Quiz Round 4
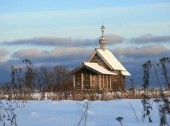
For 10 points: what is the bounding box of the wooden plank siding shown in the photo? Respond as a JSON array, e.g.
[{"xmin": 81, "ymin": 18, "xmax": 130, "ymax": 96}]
[
  {"xmin": 73, "ymin": 62, "xmax": 125, "ymax": 91},
  {"xmin": 90, "ymin": 53, "xmax": 109, "ymax": 69}
]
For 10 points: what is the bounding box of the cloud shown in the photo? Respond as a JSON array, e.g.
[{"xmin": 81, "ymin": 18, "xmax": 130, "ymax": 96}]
[
  {"xmin": 13, "ymin": 47, "xmax": 93, "ymax": 66},
  {"xmin": 131, "ymin": 34, "xmax": 170, "ymax": 44},
  {"xmin": 1, "ymin": 35, "xmax": 124, "ymax": 47},
  {"xmin": 0, "ymin": 48, "xmax": 8, "ymax": 63},
  {"xmin": 105, "ymin": 34, "xmax": 124, "ymax": 44},
  {"xmin": 114, "ymin": 45, "xmax": 170, "ymax": 56}
]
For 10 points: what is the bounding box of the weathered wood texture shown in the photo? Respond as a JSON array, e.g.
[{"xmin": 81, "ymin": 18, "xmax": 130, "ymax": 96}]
[{"xmin": 90, "ymin": 53, "xmax": 109, "ymax": 69}]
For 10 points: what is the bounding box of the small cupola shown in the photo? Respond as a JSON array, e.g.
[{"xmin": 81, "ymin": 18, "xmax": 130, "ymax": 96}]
[{"xmin": 99, "ymin": 25, "xmax": 106, "ymax": 50}]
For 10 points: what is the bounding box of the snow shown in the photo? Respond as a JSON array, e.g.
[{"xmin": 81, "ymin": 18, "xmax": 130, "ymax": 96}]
[
  {"xmin": 0, "ymin": 99, "xmax": 165, "ymax": 126},
  {"xmin": 84, "ymin": 62, "xmax": 117, "ymax": 75}
]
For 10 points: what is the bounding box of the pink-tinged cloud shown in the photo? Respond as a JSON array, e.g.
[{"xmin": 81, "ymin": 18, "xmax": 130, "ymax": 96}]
[
  {"xmin": 13, "ymin": 47, "xmax": 92, "ymax": 61},
  {"xmin": 0, "ymin": 48, "xmax": 8, "ymax": 63},
  {"xmin": 1, "ymin": 35, "xmax": 124, "ymax": 47},
  {"xmin": 131, "ymin": 34, "xmax": 170, "ymax": 44},
  {"xmin": 114, "ymin": 45, "xmax": 170, "ymax": 58},
  {"xmin": 105, "ymin": 34, "xmax": 124, "ymax": 44}
]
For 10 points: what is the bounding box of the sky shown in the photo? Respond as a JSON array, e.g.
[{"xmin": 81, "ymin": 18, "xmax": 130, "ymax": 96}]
[{"xmin": 0, "ymin": 0, "xmax": 170, "ymax": 87}]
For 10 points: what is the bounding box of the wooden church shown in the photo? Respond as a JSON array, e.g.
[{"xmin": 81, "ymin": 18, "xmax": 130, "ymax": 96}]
[{"xmin": 71, "ymin": 25, "xmax": 130, "ymax": 91}]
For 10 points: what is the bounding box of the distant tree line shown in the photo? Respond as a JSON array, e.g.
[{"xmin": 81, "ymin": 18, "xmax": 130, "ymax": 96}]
[{"xmin": 1, "ymin": 59, "xmax": 72, "ymax": 93}]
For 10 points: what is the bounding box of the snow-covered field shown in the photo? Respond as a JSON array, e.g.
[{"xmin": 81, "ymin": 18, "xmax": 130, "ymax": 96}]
[{"xmin": 0, "ymin": 99, "xmax": 167, "ymax": 126}]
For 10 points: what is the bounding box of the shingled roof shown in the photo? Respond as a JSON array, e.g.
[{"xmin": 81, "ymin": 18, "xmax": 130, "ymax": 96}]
[{"xmin": 87, "ymin": 48, "xmax": 131, "ymax": 76}]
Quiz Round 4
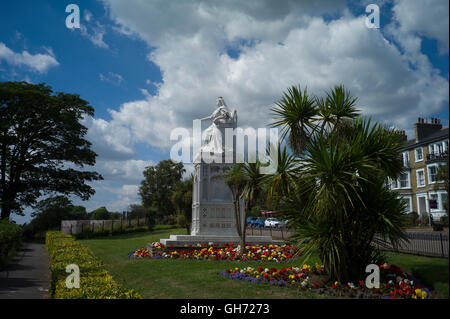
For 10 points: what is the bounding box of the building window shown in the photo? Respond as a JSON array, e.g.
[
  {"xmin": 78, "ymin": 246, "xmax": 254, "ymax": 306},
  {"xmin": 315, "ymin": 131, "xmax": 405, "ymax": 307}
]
[
  {"xmin": 416, "ymin": 169, "xmax": 426, "ymax": 187},
  {"xmin": 441, "ymin": 193, "xmax": 447, "ymax": 210},
  {"xmin": 428, "ymin": 165, "xmax": 437, "ymax": 184},
  {"xmin": 399, "ymin": 172, "xmax": 411, "ymax": 188},
  {"xmin": 401, "ymin": 196, "xmax": 412, "ymax": 213},
  {"xmin": 402, "ymin": 152, "xmax": 409, "ymax": 167},
  {"xmin": 416, "ymin": 147, "xmax": 423, "ymax": 162},
  {"xmin": 430, "ymin": 194, "xmax": 439, "ymax": 209}
]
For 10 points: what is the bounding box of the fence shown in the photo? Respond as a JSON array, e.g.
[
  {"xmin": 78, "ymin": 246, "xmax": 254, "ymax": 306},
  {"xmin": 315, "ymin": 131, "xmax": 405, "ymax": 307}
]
[
  {"xmin": 61, "ymin": 218, "xmax": 148, "ymax": 235},
  {"xmin": 247, "ymin": 227, "xmax": 449, "ymax": 258}
]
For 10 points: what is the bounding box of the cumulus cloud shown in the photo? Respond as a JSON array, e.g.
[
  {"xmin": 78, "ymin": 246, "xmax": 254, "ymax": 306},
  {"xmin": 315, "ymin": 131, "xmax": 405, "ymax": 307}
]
[
  {"xmin": 0, "ymin": 42, "xmax": 59, "ymax": 73},
  {"xmin": 392, "ymin": 0, "xmax": 449, "ymax": 54},
  {"xmin": 80, "ymin": 10, "xmax": 109, "ymax": 49},
  {"xmin": 99, "ymin": 72, "xmax": 123, "ymax": 86},
  {"xmin": 91, "ymin": 0, "xmax": 448, "ymax": 148}
]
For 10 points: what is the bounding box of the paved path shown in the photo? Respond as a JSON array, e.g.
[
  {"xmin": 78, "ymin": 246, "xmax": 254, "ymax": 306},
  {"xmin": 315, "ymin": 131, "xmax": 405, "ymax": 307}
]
[{"xmin": 0, "ymin": 243, "xmax": 50, "ymax": 299}]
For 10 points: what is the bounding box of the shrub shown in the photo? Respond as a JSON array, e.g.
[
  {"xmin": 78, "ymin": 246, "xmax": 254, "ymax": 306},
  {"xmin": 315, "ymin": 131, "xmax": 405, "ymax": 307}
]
[
  {"xmin": 0, "ymin": 220, "xmax": 22, "ymax": 268},
  {"xmin": 46, "ymin": 231, "xmax": 142, "ymax": 299}
]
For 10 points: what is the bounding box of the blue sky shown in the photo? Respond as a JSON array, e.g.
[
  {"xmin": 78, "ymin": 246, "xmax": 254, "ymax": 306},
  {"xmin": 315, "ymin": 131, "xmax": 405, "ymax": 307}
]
[{"xmin": 0, "ymin": 0, "xmax": 449, "ymax": 222}]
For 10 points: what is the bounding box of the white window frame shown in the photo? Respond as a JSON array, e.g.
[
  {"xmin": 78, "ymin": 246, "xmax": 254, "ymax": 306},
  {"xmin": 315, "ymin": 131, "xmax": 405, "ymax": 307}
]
[
  {"xmin": 398, "ymin": 172, "xmax": 411, "ymax": 189},
  {"xmin": 416, "ymin": 193, "xmax": 430, "ymax": 216},
  {"xmin": 416, "ymin": 168, "xmax": 427, "ymax": 188},
  {"xmin": 399, "ymin": 195, "xmax": 414, "ymax": 213},
  {"xmin": 428, "ymin": 191, "xmax": 448, "ymax": 213},
  {"xmin": 402, "ymin": 151, "xmax": 409, "ymax": 167},
  {"xmin": 414, "ymin": 146, "xmax": 423, "ymax": 163},
  {"xmin": 389, "ymin": 178, "xmax": 399, "ymax": 189},
  {"xmin": 427, "ymin": 163, "xmax": 440, "ymax": 184}
]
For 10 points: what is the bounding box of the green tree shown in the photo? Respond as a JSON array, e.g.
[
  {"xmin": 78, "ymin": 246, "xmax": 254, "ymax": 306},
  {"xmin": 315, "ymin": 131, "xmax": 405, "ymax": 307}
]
[
  {"xmin": 0, "ymin": 82, "xmax": 102, "ymax": 219},
  {"xmin": 139, "ymin": 160, "xmax": 185, "ymax": 221},
  {"xmin": 170, "ymin": 174, "xmax": 194, "ymax": 235},
  {"xmin": 127, "ymin": 204, "xmax": 147, "ymax": 219},
  {"xmin": 272, "ymin": 86, "xmax": 406, "ymax": 282}
]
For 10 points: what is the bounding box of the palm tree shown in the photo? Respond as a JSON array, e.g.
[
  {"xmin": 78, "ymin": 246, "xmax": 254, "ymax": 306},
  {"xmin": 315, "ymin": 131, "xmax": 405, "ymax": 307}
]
[
  {"xmin": 283, "ymin": 119, "xmax": 406, "ymax": 282},
  {"xmin": 242, "ymin": 161, "xmax": 266, "ymax": 223},
  {"xmin": 271, "ymin": 85, "xmax": 358, "ymax": 156},
  {"xmin": 271, "ymin": 86, "xmax": 319, "ymax": 154},
  {"xmin": 170, "ymin": 174, "xmax": 194, "ymax": 235},
  {"xmin": 265, "ymin": 144, "xmax": 299, "ymax": 206},
  {"xmin": 269, "ymin": 85, "xmax": 406, "ymax": 282}
]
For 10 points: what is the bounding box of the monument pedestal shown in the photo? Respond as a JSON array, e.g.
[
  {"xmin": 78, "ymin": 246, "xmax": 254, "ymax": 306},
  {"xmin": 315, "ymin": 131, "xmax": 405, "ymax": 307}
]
[{"xmin": 160, "ymin": 97, "xmax": 281, "ymax": 247}]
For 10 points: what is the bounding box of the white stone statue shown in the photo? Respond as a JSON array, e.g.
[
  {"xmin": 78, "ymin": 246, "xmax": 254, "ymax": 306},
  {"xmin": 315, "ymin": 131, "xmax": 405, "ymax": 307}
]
[{"xmin": 194, "ymin": 96, "xmax": 237, "ymax": 159}]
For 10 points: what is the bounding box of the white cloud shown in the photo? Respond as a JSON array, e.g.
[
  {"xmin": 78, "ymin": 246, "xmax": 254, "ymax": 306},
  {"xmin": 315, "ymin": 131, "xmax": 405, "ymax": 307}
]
[
  {"xmin": 0, "ymin": 42, "xmax": 59, "ymax": 73},
  {"xmin": 91, "ymin": 0, "xmax": 448, "ymax": 147},
  {"xmin": 392, "ymin": 0, "xmax": 449, "ymax": 54},
  {"xmin": 80, "ymin": 10, "xmax": 109, "ymax": 49},
  {"xmin": 99, "ymin": 72, "xmax": 123, "ymax": 86},
  {"xmin": 79, "ymin": 0, "xmax": 448, "ymax": 210}
]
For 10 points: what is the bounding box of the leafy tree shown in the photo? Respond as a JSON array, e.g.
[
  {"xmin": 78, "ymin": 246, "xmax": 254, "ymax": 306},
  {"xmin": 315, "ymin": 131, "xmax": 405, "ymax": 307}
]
[
  {"xmin": 127, "ymin": 204, "xmax": 147, "ymax": 219},
  {"xmin": 139, "ymin": 160, "xmax": 185, "ymax": 221},
  {"xmin": 25, "ymin": 196, "xmax": 88, "ymax": 237},
  {"xmin": 171, "ymin": 174, "xmax": 194, "ymax": 234},
  {"xmin": 0, "ymin": 82, "xmax": 102, "ymax": 219},
  {"xmin": 270, "ymin": 86, "xmax": 406, "ymax": 282},
  {"xmin": 89, "ymin": 206, "xmax": 112, "ymax": 220}
]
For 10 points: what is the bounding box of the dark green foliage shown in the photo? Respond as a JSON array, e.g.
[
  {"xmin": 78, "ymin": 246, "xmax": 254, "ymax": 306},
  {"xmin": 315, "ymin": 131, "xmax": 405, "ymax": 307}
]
[
  {"xmin": 269, "ymin": 86, "xmax": 406, "ymax": 282},
  {"xmin": 89, "ymin": 206, "xmax": 112, "ymax": 220},
  {"xmin": 24, "ymin": 196, "xmax": 88, "ymax": 239},
  {"xmin": 0, "ymin": 82, "xmax": 102, "ymax": 219},
  {"xmin": 139, "ymin": 160, "xmax": 185, "ymax": 222},
  {"xmin": 0, "ymin": 219, "xmax": 22, "ymax": 269}
]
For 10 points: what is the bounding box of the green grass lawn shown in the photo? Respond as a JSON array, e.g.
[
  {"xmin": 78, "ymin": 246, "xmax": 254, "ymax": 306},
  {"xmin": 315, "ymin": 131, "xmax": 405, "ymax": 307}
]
[{"xmin": 81, "ymin": 229, "xmax": 448, "ymax": 299}]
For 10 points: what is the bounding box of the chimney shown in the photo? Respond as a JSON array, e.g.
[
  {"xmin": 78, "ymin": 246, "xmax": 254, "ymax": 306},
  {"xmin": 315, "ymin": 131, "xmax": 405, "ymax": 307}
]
[{"xmin": 414, "ymin": 117, "xmax": 442, "ymax": 142}]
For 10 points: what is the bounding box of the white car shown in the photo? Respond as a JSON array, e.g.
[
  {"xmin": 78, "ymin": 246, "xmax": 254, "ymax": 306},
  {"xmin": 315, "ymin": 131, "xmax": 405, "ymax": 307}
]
[{"xmin": 264, "ymin": 217, "xmax": 280, "ymax": 227}]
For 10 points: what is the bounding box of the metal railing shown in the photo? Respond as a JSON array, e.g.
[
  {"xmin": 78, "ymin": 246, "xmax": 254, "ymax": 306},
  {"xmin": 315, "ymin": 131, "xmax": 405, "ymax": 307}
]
[{"xmin": 247, "ymin": 227, "xmax": 449, "ymax": 258}]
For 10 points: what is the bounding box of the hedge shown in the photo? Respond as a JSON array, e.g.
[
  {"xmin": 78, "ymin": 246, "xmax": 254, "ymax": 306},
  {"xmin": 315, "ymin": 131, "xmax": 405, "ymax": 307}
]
[
  {"xmin": 45, "ymin": 231, "xmax": 142, "ymax": 299},
  {"xmin": 0, "ymin": 220, "xmax": 22, "ymax": 268}
]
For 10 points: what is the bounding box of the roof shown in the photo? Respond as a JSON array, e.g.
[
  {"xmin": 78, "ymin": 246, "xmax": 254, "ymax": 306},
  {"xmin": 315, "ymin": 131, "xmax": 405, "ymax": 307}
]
[{"xmin": 402, "ymin": 126, "xmax": 448, "ymax": 150}]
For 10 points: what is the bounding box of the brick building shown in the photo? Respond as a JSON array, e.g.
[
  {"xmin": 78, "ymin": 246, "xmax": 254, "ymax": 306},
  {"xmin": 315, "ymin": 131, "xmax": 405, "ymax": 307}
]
[{"xmin": 389, "ymin": 118, "xmax": 449, "ymax": 220}]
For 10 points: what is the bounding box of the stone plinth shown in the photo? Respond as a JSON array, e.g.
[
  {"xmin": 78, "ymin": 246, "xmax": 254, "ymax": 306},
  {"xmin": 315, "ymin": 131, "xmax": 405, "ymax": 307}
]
[{"xmin": 156, "ymin": 98, "xmax": 278, "ymax": 247}]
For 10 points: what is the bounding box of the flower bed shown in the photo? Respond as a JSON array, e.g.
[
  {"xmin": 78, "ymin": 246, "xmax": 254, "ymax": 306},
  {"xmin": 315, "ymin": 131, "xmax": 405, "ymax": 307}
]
[
  {"xmin": 129, "ymin": 242, "xmax": 298, "ymax": 262},
  {"xmin": 222, "ymin": 264, "xmax": 431, "ymax": 299}
]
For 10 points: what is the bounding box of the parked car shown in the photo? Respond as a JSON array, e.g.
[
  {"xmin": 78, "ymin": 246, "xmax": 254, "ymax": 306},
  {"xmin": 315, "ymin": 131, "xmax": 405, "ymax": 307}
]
━━━━━━━━━━━━━━━━━━━━━━━━━━━━━━
_REQUEST_
Every line from the line containing "For 10 points: what is the bounding box of the flower" to the last line of the material above must be repeated exactly, and no other line.

_TASK RESULT_
For 10 points: what is the bounding box of the flower bed shown in the photo? Respond as a JSON array, e.g.
[
  {"xmin": 78, "ymin": 246, "xmax": 254, "ymax": 306},
  {"xmin": 315, "ymin": 131, "xmax": 405, "ymax": 307}
]
[
  {"xmin": 129, "ymin": 242, "xmax": 298, "ymax": 262},
  {"xmin": 222, "ymin": 264, "xmax": 431, "ymax": 299}
]
For 10 points: what is the bounding box of the parked car shown in the photo? Respond as a JSON array, e.g.
[
  {"xmin": 78, "ymin": 246, "xmax": 254, "ymax": 306},
  {"xmin": 315, "ymin": 131, "xmax": 405, "ymax": 307}
]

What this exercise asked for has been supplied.